━━━━━ Data rows ━━━━━

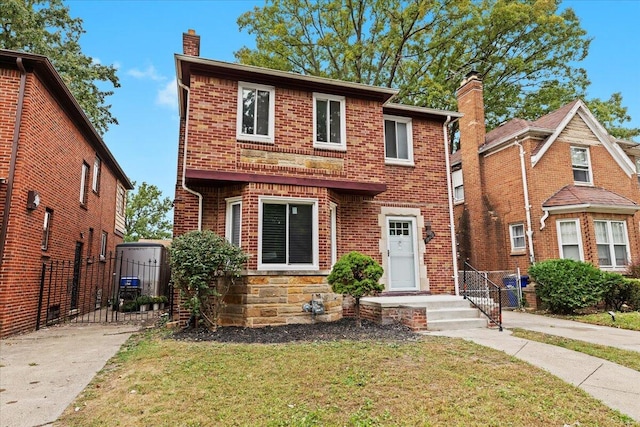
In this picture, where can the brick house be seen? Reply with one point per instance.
(294, 169)
(556, 187)
(62, 193)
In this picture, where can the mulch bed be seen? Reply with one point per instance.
(344, 329)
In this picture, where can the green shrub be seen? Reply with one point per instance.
(357, 275)
(622, 291)
(566, 285)
(203, 267)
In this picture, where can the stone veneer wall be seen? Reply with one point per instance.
(276, 298)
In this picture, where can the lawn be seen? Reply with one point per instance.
(627, 358)
(436, 381)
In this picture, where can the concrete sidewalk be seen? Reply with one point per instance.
(616, 386)
(42, 372)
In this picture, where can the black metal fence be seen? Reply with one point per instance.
(103, 289)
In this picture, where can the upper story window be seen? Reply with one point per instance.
(288, 234)
(84, 180)
(234, 220)
(46, 228)
(611, 239)
(516, 232)
(95, 185)
(256, 112)
(581, 164)
(570, 239)
(458, 187)
(329, 127)
(398, 140)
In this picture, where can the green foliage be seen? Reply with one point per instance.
(146, 215)
(203, 267)
(528, 51)
(45, 27)
(566, 285)
(621, 291)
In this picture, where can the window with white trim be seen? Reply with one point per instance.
(612, 243)
(581, 164)
(516, 232)
(570, 239)
(329, 127)
(458, 186)
(95, 185)
(234, 220)
(288, 234)
(398, 140)
(84, 179)
(46, 228)
(256, 112)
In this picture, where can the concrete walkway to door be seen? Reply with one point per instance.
(41, 373)
(616, 386)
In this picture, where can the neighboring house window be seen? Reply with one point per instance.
(84, 178)
(288, 234)
(581, 165)
(256, 112)
(103, 246)
(329, 127)
(333, 218)
(95, 186)
(569, 239)
(46, 228)
(516, 231)
(398, 140)
(234, 220)
(611, 239)
(458, 187)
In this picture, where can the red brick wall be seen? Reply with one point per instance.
(49, 160)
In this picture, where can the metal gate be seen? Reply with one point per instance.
(103, 290)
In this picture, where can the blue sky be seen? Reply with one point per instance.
(141, 37)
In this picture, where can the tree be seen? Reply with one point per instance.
(357, 275)
(146, 214)
(203, 267)
(526, 50)
(45, 27)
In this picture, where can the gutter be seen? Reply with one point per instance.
(184, 157)
(527, 205)
(14, 155)
(454, 248)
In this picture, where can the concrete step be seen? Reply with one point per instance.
(452, 314)
(447, 325)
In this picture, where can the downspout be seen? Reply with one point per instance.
(14, 155)
(184, 159)
(452, 226)
(527, 206)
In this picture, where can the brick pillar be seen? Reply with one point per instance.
(191, 43)
(472, 136)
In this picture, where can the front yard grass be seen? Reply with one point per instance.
(630, 359)
(432, 382)
(630, 320)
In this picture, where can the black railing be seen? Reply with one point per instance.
(483, 294)
(103, 289)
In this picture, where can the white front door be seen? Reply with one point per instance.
(402, 252)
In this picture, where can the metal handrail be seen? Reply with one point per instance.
(483, 294)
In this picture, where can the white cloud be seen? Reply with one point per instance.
(168, 95)
(149, 73)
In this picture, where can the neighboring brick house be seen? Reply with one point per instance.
(62, 193)
(556, 187)
(293, 169)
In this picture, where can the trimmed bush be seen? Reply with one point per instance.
(357, 275)
(566, 285)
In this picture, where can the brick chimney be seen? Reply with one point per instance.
(191, 43)
(472, 136)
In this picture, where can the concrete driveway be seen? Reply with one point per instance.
(42, 372)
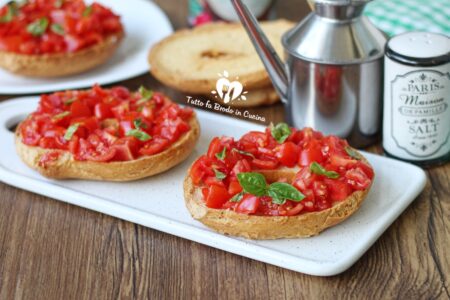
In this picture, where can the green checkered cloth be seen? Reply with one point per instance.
(398, 16)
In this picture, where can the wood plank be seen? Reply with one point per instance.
(53, 250)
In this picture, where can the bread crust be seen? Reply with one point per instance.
(269, 227)
(255, 98)
(65, 166)
(60, 64)
(198, 82)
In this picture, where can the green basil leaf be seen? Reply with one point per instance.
(61, 115)
(279, 201)
(59, 3)
(146, 95)
(38, 27)
(352, 153)
(87, 11)
(219, 175)
(319, 170)
(71, 131)
(140, 135)
(280, 132)
(237, 197)
(57, 28)
(280, 192)
(11, 11)
(243, 152)
(221, 155)
(253, 183)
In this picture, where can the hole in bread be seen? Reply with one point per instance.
(214, 54)
(12, 123)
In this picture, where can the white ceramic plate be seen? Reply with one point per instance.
(145, 24)
(158, 203)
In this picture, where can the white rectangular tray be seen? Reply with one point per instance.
(158, 203)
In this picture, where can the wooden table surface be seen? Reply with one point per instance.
(53, 250)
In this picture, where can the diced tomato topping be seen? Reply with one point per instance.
(248, 205)
(358, 179)
(101, 120)
(311, 153)
(69, 27)
(260, 151)
(217, 196)
(288, 154)
(264, 164)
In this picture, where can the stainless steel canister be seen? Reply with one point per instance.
(332, 79)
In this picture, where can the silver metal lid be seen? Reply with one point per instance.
(336, 33)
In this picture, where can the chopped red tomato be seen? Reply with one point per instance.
(217, 196)
(357, 179)
(311, 153)
(46, 27)
(95, 124)
(288, 154)
(264, 164)
(339, 189)
(258, 151)
(248, 205)
(78, 110)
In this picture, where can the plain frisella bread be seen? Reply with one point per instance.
(190, 60)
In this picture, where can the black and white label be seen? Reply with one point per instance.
(420, 113)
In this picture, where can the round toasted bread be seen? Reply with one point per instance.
(270, 227)
(254, 98)
(191, 59)
(65, 166)
(60, 64)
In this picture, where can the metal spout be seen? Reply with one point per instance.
(272, 62)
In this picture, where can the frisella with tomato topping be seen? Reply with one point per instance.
(282, 175)
(53, 38)
(110, 126)
(46, 26)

━━━━━

Work to do -> Rewrite all the records above with "one point per instance" swapped for "a separate point for each instance" wherever it occurs, changing nothing else. Omit the pictures from your answer.

Solution for this problem ->
In this picture, where can the brick house be seen? Reply with a separate point for each instance.
(294, 169)
(556, 187)
(62, 193)
In this picture, where can the mulch bed be seen? Reply with a separate point for each instance.
(344, 329)
In this picture, where can the green shrub be seen? Reply with a separate point for each instance.
(357, 275)
(622, 291)
(566, 285)
(203, 267)
In this picture, where can the stone veneer wall be seen? Reply with a separate point for each instance.
(276, 298)
In this picture, where can the lawn be seen? Reply with a separate point for each instance.
(627, 358)
(436, 381)
In this picture, where can the concrete sidewalk be seen? Reply with a separate point for each instance.
(616, 386)
(42, 372)
In this picture, where can the black metal fence be seen? Reply with a separate point for each instance.
(103, 289)
In this picture, where can the upper story window be seen? Reply with a separate point for each instance.
(288, 234)
(84, 180)
(234, 220)
(46, 228)
(611, 239)
(516, 232)
(95, 185)
(256, 112)
(581, 164)
(570, 239)
(458, 187)
(329, 127)
(398, 140)
In this picture, where can the green foliage be seen? Reply with a separate point for each instance.
(146, 215)
(203, 267)
(528, 51)
(45, 27)
(566, 285)
(621, 291)
In this picture, where can the window with white trim be seen? Reply with a separate point for each instance.
(612, 243)
(581, 164)
(516, 232)
(570, 239)
(329, 127)
(458, 186)
(95, 185)
(234, 220)
(288, 234)
(398, 140)
(84, 179)
(46, 228)
(256, 112)
In this picture, where can the concrete walkway to door be seen? Reply with a separate point for each instance.
(41, 373)
(616, 386)
In this picture, where can the neighboring house window be seen? Reply with a separate point for each instance.
(84, 178)
(288, 234)
(581, 165)
(256, 112)
(103, 246)
(329, 127)
(333, 218)
(95, 186)
(569, 239)
(46, 228)
(516, 231)
(398, 140)
(234, 220)
(611, 239)
(458, 187)
In this picture, where can the red brick wall be seen? Reply with a separate point for each instance.
(49, 160)
In this picture, where can the metal gate be seen? Reply with a separate point for each instance.
(103, 290)
In this picture, where can the blue sky be seen? Reply with a separate point for each instance.
(141, 37)
In this picture, where can the tree be seen? Reply with a separate point for each instance.
(357, 275)
(146, 214)
(203, 267)
(526, 50)
(45, 27)
In this picture, where can the gutter be seen? Reply with a separate point for each instance.
(184, 157)
(527, 205)
(14, 155)
(454, 248)
In this picture, where can the concrete step be seen? Reply with a separate point for each instance.
(452, 314)
(447, 325)
In this picture, where can the downspout be seen? Reply with a separate point for each instance.
(14, 155)
(184, 159)
(452, 226)
(527, 206)
In this picture, where can the brick pillar be seen? Reply with a separate point for each instance.
(191, 43)
(472, 136)
In this picture, where can the front yard grass be seen? Reply with a separate point for each instance.
(630, 359)
(432, 382)
(630, 320)
In this picture, where can the black railing be seen? Reply with a separate point for each instance.
(483, 294)
(103, 289)
In this picture, where can the white front door be seen? Reply with a separate point for each instance.
(402, 252)
In this picture, where can the metal handrail be seen? Reply with a separate point for each instance.
(483, 294)
In this picture, where can the white cloud be seen? Reply with a separate point for each instance.
(168, 95)
(149, 73)
In this picture, where can the neighboring brick house be seen? Reply with a separate point for each instance.
(62, 193)
(556, 187)
(293, 169)
In this picture, where can the trimmed bush be seen? Reply with a separate point for each instance.
(357, 275)
(566, 285)
In this picture, where can the brick chimney be seen? Reply with a separate point for each instance.
(191, 43)
(472, 136)
In this picture, where can the concrete driveway be seen? Reply with a separate point for each instance.
(42, 372)
In this picture, where can the green checkered cloth be seen? Reply with a separate point for each instance.
(398, 16)
In this picture, where can the wood plank be seen? Reply with a separate point for each instance.
(53, 250)
In this picture, where can the bread crust be seen? Reply with a separate point for each instance.
(269, 227)
(255, 98)
(65, 166)
(60, 64)
(198, 82)
In this picture, where can the green basil leaf be seen? Reply with a separate point for each instance.
(61, 115)
(279, 201)
(59, 3)
(146, 95)
(38, 27)
(352, 153)
(87, 11)
(219, 175)
(319, 170)
(71, 131)
(140, 135)
(280, 132)
(237, 197)
(57, 28)
(280, 192)
(11, 11)
(243, 152)
(221, 155)
(253, 183)
In this picture, where can the hole in bread be seen? Reply with a separate point for each instance.
(214, 54)
(12, 123)
In this picture, where can the white ceramic plate be seen? Reply with a separate point for each instance.
(145, 24)
(158, 203)
In this picture, where can the white rectangular tray be seen? Reply with a separate point for each instance.
(158, 203)
In this picture, where can the wooden table surface be seen? Reply with a separate point for each instance.
(53, 250)
In this picture, where can the diced tomato topping be seen? Reply with a separate point for each instance.
(248, 205)
(358, 179)
(101, 120)
(311, 153)
(69, 27)
(260, 151)
(217, 196)
(288, 154)
(264, 164)
In this picture, where can the stainless steel canister be seen? Reply with a separate point for each instance.
(332, 79)
In this picture, where can the silver metal lid be seen? Reply with a separate point for each instance.
(336, 33)
In this picture, where can the chopped red tomato be seen? Reply with a separate point for each instance.
(217, 196)
(357, 179)
(311, 153)
(46, 27)
(95, 124)
(288, 154)
(264, 164)
(339, 189)
(258, 151)
(248, 205)
(78, 110)
In this picture, where can the plain frisella bread be seen? Reply with a separate point for each instance.
(190, 60)
In this picture, where can the black and white label be seen? Reply with a separate point for each instance.
(420, 113)
In this picture, where can the round toasted bread be seen? Reply with a separate point for each instance.
(270, 227)
(254, 98)
(191, 59)
(65, 166)
(60, 64)
In this picture, where can the metal spout be seen? Reply with a separate point for each instance.
(272, 62)
In this picture, where can the frisella with tomato topping be seen? Reply with a separate point for each instance.
(282, 175)
(53, 38)
(110, 126)
(46, 26)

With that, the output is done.